Releases · kai-scheduler/KAI-Scheduler

24 Jun 16:26

davidLif

v0.16.0

181e80d

v0.16.0 Latest

Latest

Added

Added a bounded scenario generator portfolio for reclaim, preempt, and consolidation search, with SchedulingShard.spec.scenarioSearchBudgets time-budget configuration and production scenario-search metrics.
Added an opt-in deviceaccess admission plugin (--block-nvidia-visible-devices, config field admission.blockNvidiaVisibleDevices, default disabled) that (1) rejects pods overriding the NVIDIA_VISIBLE_DEVICES environment variable with values other than void/none (or via a valueFrom reference), and (2) injects NVIDIA_VISIBLE_DEVICES=void into containers that do not request a GPU, blocking their access to GPUs on the node.
Added support for configuring admission Pod Disruption Budget via Helm values (admission.podDisruptionBudget) #1490 dttung2905
Added an opt-in hamicore binder plugin (depends on gpusharing) to write the HAMI-core GPU memory limit (CUDA_DEVICE_MEMORY_LIMIT) for fractional GPU pods.
Added global.podSecurityContext, global.resourceReservation.namespaceLabels, nodescaleadjuster.labels, crdupgrader.resources, topologyMigration.resources, and postCleanup.resources to the Helm. chart.
Skill to capture and run snapshots
Added kaiConfigDeployer.enabled Helm value (default true) to allow disabling the post-install/post-upgrade hook that applies the kai-config CR, for managing the CR outside of the chart.
Added defaultShard.enabled Helm value (default true) to allow installing KAI without deploying the chart-managed default SchedulingShard CR.
________________
▶ **TO BE DONE**
1. Decide whether each statement agrees with the KAI-Scheduler v0.16.0 release notes, answering yes or no and quoting the words of the notes that settle it: (a) The deviceaccess admission plugin is enabled by default. (b) The kaiConfigDeployer.enabled Helm value defaults to true. (c) The hamicore binder plugin depends on gpusharing.
2. According to the KAI-Scheduler v0.16.0 release notes, what GPU memory limit does the hamicore binder plugin write for fractional GPU pods?
The records after the release notes are separate material with no connection to them.

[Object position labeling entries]
________________
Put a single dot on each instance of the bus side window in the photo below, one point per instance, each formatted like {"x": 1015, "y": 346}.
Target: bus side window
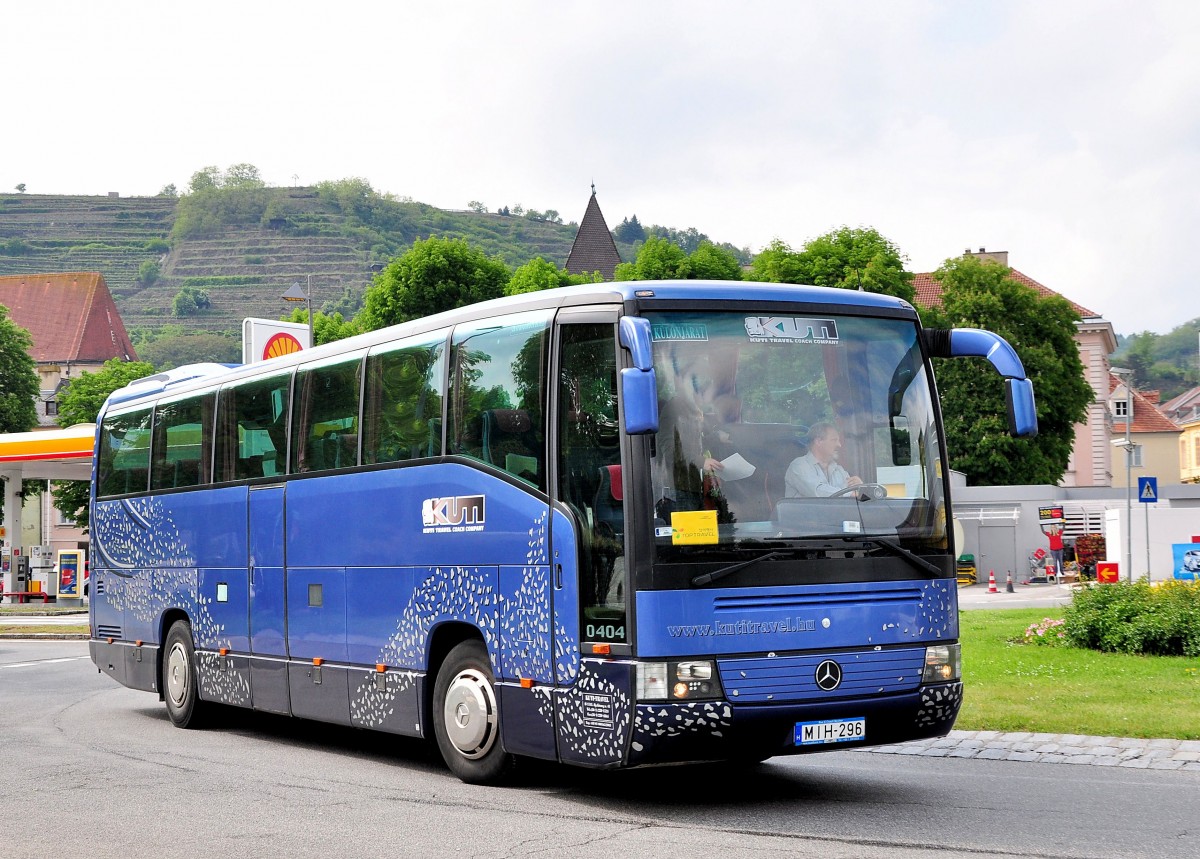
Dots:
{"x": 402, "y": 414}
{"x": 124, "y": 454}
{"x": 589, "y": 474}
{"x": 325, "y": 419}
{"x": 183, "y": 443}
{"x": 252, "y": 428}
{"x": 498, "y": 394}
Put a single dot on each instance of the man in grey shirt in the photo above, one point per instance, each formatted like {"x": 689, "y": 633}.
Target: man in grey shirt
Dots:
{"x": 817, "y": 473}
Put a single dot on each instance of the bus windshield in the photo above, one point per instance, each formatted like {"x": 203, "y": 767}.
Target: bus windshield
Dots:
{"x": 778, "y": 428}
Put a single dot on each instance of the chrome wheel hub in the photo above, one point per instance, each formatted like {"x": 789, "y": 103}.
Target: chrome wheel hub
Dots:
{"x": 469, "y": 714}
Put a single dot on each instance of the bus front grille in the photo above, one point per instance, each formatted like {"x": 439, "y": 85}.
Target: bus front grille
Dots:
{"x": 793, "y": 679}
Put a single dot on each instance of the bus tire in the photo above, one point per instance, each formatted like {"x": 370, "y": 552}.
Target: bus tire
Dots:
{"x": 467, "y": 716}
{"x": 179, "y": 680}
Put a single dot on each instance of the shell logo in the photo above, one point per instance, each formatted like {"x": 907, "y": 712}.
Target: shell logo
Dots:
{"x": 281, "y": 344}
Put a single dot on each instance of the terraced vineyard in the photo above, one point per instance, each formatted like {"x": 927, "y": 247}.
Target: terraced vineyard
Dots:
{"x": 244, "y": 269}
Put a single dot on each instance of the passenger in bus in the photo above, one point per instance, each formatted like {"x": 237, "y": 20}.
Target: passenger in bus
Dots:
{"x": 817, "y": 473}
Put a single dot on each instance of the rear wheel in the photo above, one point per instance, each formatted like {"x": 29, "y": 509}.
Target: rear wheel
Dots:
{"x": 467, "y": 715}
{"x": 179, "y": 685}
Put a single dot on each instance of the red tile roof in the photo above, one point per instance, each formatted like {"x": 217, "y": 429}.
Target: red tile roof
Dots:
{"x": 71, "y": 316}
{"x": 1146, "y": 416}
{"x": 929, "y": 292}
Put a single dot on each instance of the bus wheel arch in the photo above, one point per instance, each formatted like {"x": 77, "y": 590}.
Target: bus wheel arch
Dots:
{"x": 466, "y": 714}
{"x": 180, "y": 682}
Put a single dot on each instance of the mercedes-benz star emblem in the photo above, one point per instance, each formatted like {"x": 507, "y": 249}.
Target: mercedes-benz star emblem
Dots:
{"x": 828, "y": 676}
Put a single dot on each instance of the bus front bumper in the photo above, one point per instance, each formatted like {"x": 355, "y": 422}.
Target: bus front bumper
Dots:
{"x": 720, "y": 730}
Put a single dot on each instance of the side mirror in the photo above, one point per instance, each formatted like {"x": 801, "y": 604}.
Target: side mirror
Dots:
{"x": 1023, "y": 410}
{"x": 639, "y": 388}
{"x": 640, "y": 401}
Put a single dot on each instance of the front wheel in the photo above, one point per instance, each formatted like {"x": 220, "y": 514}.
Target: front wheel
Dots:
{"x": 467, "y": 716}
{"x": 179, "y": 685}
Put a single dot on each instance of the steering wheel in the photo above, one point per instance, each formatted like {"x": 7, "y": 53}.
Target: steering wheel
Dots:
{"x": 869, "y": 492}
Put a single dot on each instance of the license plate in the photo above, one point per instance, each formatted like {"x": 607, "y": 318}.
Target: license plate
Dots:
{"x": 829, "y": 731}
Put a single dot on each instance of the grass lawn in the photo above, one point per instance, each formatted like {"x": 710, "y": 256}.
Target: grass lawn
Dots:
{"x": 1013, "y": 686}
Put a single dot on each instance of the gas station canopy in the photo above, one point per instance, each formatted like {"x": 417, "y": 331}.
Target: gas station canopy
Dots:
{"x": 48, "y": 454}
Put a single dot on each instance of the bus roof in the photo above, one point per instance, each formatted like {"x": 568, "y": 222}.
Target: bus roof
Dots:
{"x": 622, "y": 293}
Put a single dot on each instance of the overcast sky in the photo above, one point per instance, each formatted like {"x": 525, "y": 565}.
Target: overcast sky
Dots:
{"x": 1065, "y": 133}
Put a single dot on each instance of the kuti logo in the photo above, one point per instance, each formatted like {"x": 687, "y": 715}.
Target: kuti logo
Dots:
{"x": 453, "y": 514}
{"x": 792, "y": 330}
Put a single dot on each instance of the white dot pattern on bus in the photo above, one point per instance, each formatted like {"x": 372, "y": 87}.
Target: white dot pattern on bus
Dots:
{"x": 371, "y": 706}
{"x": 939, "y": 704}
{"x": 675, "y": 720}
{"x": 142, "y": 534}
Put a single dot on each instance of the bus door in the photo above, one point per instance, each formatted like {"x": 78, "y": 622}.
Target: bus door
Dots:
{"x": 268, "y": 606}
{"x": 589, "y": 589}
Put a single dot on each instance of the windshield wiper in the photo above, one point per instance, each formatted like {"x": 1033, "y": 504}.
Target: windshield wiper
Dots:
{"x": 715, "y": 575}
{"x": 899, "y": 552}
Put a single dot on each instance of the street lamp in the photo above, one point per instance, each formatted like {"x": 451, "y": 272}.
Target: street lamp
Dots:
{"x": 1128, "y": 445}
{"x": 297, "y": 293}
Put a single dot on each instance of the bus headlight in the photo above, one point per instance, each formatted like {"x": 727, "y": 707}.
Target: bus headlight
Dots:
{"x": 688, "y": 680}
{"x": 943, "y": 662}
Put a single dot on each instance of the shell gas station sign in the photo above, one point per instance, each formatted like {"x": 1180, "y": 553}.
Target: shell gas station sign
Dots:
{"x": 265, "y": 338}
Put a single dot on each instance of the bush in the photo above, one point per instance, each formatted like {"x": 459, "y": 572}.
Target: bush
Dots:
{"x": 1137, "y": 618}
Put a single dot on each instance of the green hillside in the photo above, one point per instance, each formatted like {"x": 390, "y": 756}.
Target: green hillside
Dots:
________________
▶ **IN RESPONSE**
1.
(a) No: "default disabled"
(b) Yes: "Added kaiConfigDeployer.enabled Helm value (default true)"
(c) Yes: "depends on gpusharing"

2. It writes the HAMI-core GPU memory limit, CUDA_DEVICE_MEMORY_LIMIT.